**What you should do:**
Render every line of the rows below as a JSON list of strings, one string per line, with blank lines omitted.
#### Data entries
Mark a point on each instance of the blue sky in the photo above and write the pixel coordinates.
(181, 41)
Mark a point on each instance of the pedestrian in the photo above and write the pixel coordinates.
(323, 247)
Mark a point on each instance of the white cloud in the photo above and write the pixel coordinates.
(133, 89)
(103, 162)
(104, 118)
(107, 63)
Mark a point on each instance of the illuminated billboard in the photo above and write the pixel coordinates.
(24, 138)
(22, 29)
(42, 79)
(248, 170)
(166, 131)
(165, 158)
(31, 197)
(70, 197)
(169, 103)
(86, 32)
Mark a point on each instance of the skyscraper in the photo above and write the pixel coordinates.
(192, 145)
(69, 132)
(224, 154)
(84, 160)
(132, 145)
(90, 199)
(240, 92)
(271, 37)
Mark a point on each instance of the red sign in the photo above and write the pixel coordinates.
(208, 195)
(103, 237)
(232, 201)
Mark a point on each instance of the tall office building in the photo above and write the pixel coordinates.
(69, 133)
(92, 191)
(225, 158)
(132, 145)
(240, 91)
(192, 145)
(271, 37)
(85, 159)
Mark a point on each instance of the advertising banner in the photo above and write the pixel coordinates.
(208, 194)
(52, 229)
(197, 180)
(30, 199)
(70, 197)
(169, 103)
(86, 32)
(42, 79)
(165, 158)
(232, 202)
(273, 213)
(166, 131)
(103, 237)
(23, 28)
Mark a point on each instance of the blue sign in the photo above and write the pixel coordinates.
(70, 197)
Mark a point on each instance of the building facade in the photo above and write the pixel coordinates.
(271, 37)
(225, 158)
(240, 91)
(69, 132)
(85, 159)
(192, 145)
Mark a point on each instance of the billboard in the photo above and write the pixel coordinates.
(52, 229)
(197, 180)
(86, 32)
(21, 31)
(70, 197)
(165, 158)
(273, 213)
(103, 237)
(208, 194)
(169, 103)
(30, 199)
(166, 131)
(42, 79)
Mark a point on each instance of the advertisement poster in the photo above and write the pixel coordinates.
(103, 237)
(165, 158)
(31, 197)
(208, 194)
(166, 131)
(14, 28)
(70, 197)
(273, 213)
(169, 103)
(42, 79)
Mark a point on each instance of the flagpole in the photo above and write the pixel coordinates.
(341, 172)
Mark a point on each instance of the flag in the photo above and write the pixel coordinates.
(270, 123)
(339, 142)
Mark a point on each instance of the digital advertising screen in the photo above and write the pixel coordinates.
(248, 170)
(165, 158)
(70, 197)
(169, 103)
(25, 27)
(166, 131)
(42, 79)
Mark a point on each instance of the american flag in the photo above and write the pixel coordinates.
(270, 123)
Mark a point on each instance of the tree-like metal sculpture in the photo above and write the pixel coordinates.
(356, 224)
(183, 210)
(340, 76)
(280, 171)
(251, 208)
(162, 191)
########
**Response:**
[
  "Mark a point on each instance of the blue sky in the photo above and write the pixel coordinates.",
  "(181, 41)",
  "Mark a point on each instance of the pedestrian in the photo above and write the pixel coordinates.",
  "(323, 247)",
  "Mark a point on each instance of the white cloud in the photo above and write the pixel coordinates.",
  "(133, 89)",
  "(103, 162)",
  "(104, 118)",
  "(107, 63)",
  "Mark a point on each instance of the illuminated billboard in the photo above and write the pixel coordinates.",
  "(24, 138)",
  "(22, 29)",
  "(42, 79)",
  "(248, 170)",
  "(166, 131)",
  "(165, 158)",
  "(31, 197)",
  "(70, 197)",
  "(169, 103)",
  "(86, 32)",
  "Mark a point on each instance of the skyscraper in the photo above and write the pixel coordinates.",
  "(192, 145)",
  "(69, 132)",
  "(224, 154)",
  "(84, 160)",
  "(132, 145)",
  "(90, 199)",
  "(240, 92)",
  "(271, 37)",
  "Mark a point on each instance of the red sign in the photo above and write the pixel coordinates.",
  "(208, 195)",
  "(103, 237)",
  "(232, 201)",
  "Mark a point on each instance of the tall office building in the photo above and write the pixel coordinates.",
  "(69, 133)",
  "(92, 191)",
  "(225, 158)",
  "(132, 145)",
  "(240, 91)",
  "(192, 145)",
  "(271, 37)",
  "(85, 159)",
  "Mark a point on each instance of the advertising banner in the photo above and write the pixel coordinates.",
  "(208, 194)",
  "(52, 229)",
  "(197, 180)",
  "(30, 199)",
  "(70, 197)",
  "(169, 103)",
  "(86, 32)",
  "(42, 79)",
  "(165, 158)",
  "(232, 202)",
  "(273, 213)",
  "(166, 131)",
  "(103, 237)",
  "(23, 28)",
  "Mark a point on each instance of the blue sign in the photo above and write the pixel coordinates.",
  "(70, 197)",
  "Mark a point on each instance of the building facade in the photo above and write the pixel coordinates.",
  "(271, 37)",
  "(225, 158)",
  "(240, 91)",
  "(69, 132)",
  "(85, 159)",
  "(192, 145)",
  "Mark a point on each instance of the billboard in the photo above and write the pixel coordinates.",
  "(52, 229)",
  "(197, 180)",
  "(86, 32)",
  "(21, 31)",
  "(70, 197)",
  "(165, 158)",
  "(273, 213)",
  "(103, 237)",
  "(208, 194)",
  "(169, 103)",
  "(30, 199)",
  "(166, 131)",
  "(42, 79)",
  "Mark a point on each instance of the advertisement poster in the photo above and write the pixel coordinates.",
  "(103, 237)",
  "(165, 158)",
  "(31, 197)",
  "(208, 194)",
  "(166, 131)",
  "(14, 28)",
  "(70, 197)",
  "(273, 213)",
  "(169, 103)",
  "(42, 79)",
  "Mark a point on each instance of the flagpole in the photo above and write the pixel coordinates.",
  "(341, 172)",
  "Mark a point on each instance of the flag in the photo above and write the pixel coordinates.",
  "(270, 123)",
  "(339, 142)",
  "Mark a point on each instance of the digital advertising screen in the photo above and write the pixel coordinates.",
  "(248, 170)",
  "(165, 158)",
  "(70, 197)",
  "(169, 103)",
  "(25, 27)",
  "(166, 131)",
  "(42, 79)",
  "Mark a point on each instance of the american flag in the photo above and write the pixel coordinates.",
  "(270, 123)",
  "Mark a point on each instance of the tree-like metal sculpture in the photo above and write the pixel coordinates.",
  "(356, 224)",
  "(183, 210)",
  "(340, 76)",
  "(280, 171)",
  "(251, 208)",
  "(162, 191)"
]